◆ REQUIRED ACTION ◆
Transcribe the entries that come next exactly, but not the pictures they contain.

◆ GIVEN RECORDS ◆
►
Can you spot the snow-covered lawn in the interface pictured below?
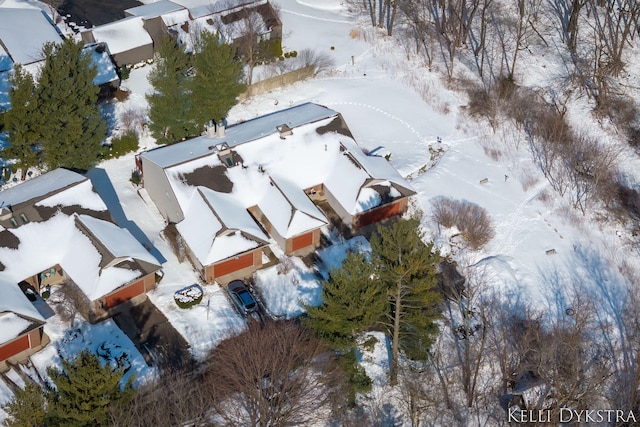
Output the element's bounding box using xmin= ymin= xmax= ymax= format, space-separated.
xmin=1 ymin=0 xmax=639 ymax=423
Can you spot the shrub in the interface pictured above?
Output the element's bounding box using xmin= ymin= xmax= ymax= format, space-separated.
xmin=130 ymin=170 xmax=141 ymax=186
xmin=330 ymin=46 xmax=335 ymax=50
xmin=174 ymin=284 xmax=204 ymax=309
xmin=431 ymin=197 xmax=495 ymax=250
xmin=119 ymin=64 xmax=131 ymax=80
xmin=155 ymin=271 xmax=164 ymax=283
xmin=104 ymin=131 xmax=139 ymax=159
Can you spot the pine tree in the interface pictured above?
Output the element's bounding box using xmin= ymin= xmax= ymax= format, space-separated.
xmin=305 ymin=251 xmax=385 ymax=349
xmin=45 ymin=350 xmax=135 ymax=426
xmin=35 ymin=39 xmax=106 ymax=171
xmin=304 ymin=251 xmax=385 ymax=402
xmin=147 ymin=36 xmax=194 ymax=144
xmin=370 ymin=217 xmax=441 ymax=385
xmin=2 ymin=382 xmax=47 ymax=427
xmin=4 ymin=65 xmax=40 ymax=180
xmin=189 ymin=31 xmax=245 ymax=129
◄
◆ ANSWER TO THIS TASK ◆
Can you spot the snow-covered lawn in the interface pictured below?
Output the element's bounding box using xmin= ymin= xmax= ymax= format, space-separated.
xmin=1 ymin=0 xmax=639 ymax=423
Can you spot the shrub in the interface pictured above?
Output the element's bounding box using xmin= ymin= xmax= ymax= format, space-separated.
xmin=130 ymin=170 xmax=141 ymax=186
xmin=330 ymin=46 xmax=335 ymax=50
xmin=174 ymin=284 xmax=204 ymax=309
xmin=431 ymin=197 xmax=495 ymax=250
xmin=119 ymin=64 xmax=131 ymax=80
xmin=155 ymin=271 xmax=164 ymax=283
xmin=104 ymin=131 xmax=139 ymax=159
Can you spot the pine tree in the interface pictured above?
Output the element's bounding box using xmin= ymin= xmax= ymax= format, space-separated.
xmin=305 ymin=251 xmax=385 ymax=349
xmin=45 ymin=350 xmax=135 ymax=426
xmin=35 ymin=39 xmax=106 ymax=171
xmin=304 ymin=251 xmax=385 ymax=402
xmin=147 ymin=36 xmax=194 ymax=144
xmin=370 ymin=217 xmax=441 ymax=385
xmin=2 ymin=382 xmax=47 ymax=427
xmin=4 ymin=65 xmax=40 ymax=180
xmin=189 ymin=31 xmax=245 ymax=129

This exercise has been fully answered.